(What the task asks) Give back the lines of the records exactly, starting at the first and ending at the one with "Q. Locate the brick".

** Information provided follows **

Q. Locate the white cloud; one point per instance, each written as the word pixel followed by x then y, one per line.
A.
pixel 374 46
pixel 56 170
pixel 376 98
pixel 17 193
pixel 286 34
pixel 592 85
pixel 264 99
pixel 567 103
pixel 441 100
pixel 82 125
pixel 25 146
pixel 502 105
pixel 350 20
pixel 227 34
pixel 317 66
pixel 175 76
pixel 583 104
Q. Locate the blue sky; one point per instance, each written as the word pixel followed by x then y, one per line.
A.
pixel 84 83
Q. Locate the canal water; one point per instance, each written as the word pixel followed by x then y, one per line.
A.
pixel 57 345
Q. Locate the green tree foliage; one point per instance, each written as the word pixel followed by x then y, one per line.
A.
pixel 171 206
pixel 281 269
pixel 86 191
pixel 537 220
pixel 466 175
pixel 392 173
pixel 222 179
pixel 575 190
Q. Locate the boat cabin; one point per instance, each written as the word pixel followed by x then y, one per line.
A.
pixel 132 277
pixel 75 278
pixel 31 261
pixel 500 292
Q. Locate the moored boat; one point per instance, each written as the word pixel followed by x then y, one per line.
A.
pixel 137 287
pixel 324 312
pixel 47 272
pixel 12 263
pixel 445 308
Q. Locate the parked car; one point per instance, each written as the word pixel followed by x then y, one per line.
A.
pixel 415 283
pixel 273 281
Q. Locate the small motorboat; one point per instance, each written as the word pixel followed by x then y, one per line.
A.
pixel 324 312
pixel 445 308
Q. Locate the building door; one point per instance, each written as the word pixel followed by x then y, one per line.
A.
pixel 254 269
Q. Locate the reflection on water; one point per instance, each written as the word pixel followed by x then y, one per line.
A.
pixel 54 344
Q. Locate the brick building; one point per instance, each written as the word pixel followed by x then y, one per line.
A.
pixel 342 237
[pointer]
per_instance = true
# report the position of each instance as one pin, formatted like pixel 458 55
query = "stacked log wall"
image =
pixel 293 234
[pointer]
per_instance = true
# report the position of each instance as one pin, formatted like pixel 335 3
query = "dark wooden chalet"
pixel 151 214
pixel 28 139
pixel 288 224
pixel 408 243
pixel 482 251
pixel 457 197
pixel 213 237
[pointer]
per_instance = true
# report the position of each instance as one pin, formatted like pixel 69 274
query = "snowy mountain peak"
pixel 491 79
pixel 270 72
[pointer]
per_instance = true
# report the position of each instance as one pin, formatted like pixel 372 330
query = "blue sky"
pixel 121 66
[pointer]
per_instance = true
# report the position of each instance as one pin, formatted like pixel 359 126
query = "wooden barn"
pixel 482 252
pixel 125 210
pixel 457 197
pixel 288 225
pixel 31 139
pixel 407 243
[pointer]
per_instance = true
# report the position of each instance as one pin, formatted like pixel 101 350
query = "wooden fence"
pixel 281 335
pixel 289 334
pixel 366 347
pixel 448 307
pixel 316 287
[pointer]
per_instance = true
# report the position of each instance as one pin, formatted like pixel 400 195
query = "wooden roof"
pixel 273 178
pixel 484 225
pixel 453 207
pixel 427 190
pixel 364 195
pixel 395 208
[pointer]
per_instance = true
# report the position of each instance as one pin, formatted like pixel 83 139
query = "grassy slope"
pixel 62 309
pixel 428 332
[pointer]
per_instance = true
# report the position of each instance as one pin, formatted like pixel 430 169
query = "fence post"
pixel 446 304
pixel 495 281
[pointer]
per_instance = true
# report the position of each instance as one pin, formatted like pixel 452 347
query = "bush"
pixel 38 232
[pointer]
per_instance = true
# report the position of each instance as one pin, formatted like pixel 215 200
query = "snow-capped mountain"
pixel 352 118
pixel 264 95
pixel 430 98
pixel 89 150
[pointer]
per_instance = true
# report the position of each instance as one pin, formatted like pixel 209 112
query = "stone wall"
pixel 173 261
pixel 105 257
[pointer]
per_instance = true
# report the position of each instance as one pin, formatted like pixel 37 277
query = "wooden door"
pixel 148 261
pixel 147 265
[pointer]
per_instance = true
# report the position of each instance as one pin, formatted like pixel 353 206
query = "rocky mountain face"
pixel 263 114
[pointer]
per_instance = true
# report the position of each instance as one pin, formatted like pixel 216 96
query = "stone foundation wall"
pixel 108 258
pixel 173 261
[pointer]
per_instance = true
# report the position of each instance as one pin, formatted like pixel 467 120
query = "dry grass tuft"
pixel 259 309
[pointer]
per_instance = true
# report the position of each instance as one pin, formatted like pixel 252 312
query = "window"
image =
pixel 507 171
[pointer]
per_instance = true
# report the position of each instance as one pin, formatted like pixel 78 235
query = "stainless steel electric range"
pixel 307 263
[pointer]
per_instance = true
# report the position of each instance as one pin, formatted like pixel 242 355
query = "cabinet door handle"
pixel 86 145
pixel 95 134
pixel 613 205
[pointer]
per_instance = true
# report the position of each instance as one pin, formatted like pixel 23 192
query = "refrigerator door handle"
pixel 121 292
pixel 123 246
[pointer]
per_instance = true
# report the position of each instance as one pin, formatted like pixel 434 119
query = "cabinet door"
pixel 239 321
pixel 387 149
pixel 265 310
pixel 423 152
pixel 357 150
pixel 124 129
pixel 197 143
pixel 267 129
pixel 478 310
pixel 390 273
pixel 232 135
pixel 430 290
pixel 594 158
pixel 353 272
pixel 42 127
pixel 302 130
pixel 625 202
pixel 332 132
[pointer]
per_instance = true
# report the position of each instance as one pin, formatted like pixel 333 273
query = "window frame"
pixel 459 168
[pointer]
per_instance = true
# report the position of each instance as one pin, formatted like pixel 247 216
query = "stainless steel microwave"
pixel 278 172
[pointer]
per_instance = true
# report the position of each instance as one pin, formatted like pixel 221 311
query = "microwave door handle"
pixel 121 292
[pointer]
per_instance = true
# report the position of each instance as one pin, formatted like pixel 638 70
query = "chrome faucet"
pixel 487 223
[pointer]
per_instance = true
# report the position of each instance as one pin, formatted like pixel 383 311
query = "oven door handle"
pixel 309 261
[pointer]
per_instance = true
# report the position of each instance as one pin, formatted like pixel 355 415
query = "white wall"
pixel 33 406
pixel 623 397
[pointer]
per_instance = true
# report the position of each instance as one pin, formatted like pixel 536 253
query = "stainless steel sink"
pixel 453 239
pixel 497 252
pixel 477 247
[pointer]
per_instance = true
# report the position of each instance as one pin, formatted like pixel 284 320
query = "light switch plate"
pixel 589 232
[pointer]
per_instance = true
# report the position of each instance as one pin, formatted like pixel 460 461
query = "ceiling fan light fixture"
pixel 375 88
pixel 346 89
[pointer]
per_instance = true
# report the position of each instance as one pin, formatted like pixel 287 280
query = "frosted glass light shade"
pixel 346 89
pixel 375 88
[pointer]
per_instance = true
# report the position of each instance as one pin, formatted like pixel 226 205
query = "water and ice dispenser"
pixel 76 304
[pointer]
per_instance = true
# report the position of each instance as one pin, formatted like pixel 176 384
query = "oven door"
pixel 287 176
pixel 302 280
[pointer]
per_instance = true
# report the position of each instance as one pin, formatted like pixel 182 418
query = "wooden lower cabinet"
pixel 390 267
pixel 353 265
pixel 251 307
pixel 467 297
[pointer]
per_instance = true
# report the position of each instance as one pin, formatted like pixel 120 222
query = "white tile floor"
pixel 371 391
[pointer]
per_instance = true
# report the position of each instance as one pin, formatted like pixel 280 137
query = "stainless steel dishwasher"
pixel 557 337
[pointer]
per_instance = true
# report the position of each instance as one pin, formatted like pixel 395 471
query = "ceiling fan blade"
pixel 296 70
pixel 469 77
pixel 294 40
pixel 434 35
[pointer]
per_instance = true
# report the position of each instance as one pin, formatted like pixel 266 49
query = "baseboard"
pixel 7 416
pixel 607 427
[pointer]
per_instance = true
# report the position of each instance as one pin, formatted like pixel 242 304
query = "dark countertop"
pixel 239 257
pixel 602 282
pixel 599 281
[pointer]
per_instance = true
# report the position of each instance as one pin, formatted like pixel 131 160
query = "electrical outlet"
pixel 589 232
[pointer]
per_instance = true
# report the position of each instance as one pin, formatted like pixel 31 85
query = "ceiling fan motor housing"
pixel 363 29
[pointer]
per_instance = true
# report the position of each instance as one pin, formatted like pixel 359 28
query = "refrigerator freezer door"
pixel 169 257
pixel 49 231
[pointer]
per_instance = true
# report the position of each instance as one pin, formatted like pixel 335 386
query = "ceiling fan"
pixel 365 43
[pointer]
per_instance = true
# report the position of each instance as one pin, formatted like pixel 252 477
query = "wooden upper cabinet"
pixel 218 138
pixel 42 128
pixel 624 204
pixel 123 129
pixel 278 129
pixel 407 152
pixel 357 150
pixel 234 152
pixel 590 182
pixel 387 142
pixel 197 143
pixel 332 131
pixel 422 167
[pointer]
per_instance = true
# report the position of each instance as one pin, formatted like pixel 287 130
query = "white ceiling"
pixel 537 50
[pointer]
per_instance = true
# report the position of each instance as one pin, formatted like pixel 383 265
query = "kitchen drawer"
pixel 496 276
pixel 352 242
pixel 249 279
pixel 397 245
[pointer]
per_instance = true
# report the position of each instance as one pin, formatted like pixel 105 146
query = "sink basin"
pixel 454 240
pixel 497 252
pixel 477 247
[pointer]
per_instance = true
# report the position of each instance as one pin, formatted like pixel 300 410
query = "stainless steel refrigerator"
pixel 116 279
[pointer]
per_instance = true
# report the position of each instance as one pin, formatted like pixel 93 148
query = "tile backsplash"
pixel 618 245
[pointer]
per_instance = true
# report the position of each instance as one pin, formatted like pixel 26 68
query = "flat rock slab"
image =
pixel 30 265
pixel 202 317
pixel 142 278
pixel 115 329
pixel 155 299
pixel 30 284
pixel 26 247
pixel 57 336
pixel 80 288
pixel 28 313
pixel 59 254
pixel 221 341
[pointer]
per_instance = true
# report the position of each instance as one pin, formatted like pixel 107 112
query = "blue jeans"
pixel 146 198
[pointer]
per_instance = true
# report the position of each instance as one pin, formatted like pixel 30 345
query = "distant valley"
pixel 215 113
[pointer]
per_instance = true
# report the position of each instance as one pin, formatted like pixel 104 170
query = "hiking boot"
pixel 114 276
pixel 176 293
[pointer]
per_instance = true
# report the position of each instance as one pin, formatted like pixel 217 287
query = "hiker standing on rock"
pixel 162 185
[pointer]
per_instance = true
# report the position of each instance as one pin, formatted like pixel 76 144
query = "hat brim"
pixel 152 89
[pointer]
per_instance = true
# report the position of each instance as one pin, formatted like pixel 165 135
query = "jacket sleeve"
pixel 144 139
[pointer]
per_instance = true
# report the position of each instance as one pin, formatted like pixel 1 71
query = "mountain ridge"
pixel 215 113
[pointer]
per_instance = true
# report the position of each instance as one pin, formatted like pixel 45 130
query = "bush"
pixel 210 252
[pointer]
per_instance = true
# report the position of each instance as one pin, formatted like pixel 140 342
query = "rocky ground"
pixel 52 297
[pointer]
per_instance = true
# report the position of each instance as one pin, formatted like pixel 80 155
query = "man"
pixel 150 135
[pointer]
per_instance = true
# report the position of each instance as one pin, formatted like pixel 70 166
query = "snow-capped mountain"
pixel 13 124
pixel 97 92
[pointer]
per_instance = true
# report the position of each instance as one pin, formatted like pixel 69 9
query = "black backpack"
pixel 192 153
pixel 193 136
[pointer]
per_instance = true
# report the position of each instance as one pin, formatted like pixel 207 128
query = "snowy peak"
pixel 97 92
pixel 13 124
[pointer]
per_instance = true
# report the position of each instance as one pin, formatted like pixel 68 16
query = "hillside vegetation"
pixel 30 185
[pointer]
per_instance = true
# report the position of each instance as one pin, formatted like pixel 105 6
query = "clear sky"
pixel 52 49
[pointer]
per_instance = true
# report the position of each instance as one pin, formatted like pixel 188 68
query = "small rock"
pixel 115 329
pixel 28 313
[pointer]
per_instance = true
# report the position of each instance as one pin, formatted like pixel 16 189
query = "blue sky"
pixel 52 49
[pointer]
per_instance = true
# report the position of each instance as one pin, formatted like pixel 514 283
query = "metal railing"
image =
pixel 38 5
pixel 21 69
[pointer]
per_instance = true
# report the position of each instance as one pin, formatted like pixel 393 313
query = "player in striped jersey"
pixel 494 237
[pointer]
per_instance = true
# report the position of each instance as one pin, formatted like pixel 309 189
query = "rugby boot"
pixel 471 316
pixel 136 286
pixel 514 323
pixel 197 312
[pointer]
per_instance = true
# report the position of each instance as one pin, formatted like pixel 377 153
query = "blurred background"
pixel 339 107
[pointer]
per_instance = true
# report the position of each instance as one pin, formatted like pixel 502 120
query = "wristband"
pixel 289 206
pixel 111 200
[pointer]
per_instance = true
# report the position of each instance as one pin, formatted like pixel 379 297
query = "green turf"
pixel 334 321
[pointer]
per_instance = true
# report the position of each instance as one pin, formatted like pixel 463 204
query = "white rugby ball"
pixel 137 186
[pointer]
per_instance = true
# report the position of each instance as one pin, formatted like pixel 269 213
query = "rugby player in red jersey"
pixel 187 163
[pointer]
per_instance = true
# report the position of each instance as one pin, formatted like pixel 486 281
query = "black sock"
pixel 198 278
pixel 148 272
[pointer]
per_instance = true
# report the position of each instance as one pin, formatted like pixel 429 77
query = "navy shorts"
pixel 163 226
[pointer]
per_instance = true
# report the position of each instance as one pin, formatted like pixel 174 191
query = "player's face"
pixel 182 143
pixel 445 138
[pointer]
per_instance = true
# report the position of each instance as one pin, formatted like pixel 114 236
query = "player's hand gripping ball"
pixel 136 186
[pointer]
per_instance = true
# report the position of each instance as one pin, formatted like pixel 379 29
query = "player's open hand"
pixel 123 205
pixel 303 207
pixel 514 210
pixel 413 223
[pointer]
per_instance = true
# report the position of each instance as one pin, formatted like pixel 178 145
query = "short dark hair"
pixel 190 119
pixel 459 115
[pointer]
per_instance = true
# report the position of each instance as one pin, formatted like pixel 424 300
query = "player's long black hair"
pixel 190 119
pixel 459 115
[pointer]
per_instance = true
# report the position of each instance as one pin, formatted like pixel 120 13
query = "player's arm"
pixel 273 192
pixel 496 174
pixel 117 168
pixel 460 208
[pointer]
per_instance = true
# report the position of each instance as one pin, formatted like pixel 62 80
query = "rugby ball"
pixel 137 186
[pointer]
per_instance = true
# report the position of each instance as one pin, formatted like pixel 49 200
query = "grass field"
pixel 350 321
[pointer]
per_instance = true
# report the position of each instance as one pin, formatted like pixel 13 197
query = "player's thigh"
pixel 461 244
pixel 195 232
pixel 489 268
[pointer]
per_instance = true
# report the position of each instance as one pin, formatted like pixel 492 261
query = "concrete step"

** End of Information provided **

(Response to this task)
Q. Locate the white cloud; one point per instance, each written as the word pixel followed by x then y, one per line.
A.
pixel 374 46
pixel 56 170
pixel 376 98
pixel 17 193
pixel 286 34
pixel 592 85
pixel 264 99
pixel 567 103
pixel 441 100
pixel 82 125
pixel 25 146
pixel 502 105
pixel 350 20
pixel 227 34
pixel 317 66
pixel 175 76
pixel 583 104
Q. Locate the blue sky; one point per instance, each written as the word pixel followed by x then y, one per line.
A.
pixel 84 83
Q. Locate the canal water; one point per instance, each written as the word pixel followed by x then y, one per line.
A.
pixel 57 345
Q. Locate the green tree foliage; one point per instance, each written as the word pixel followed by x then y, one per line.
A.
pixel 171 206
pixel 281 269
pixel 86 191
pixel 537 220
pixel 466 175
pixel 392 173
pixel 222 179
pixel 575 190
Q. Locate the boat cabin; one point per instance, each written as the word pixel followed by x then y, one per line.
A.
pixel 132 277
pixel 75 278
pixel 31 261
pixel 500 292
Q. Locate the moored boat; one point per instance, each written as the word pixel followed by x then y, one per line.
A.
pixel 137 287
pixel 324 312
pixel 47 272
pixel 12 263
pixel 445 308
Q. Locate the parked car; one point per instance, each written as the word pixel followed by x then y, one per line.
A.
pixel 415 283
pixel 273 281
Q. Locate the small motorboat; one point per instance, each written as the word pixel followed by x then y, one per line.
A.
pixel 324 312
pixel 445 308
Q. Locate the building door; one point per instance, each written as the word pixel followed by x then y, one per line.
A.
pixel 254 269
Q. Locate the reflection on water; one point per instance, each written as the word pixel followed by x then y, one per line.
A.
pixel 54 344
Q. Locate the brick building; one point per instance, each written as the word pixel followed by x then y, one per line.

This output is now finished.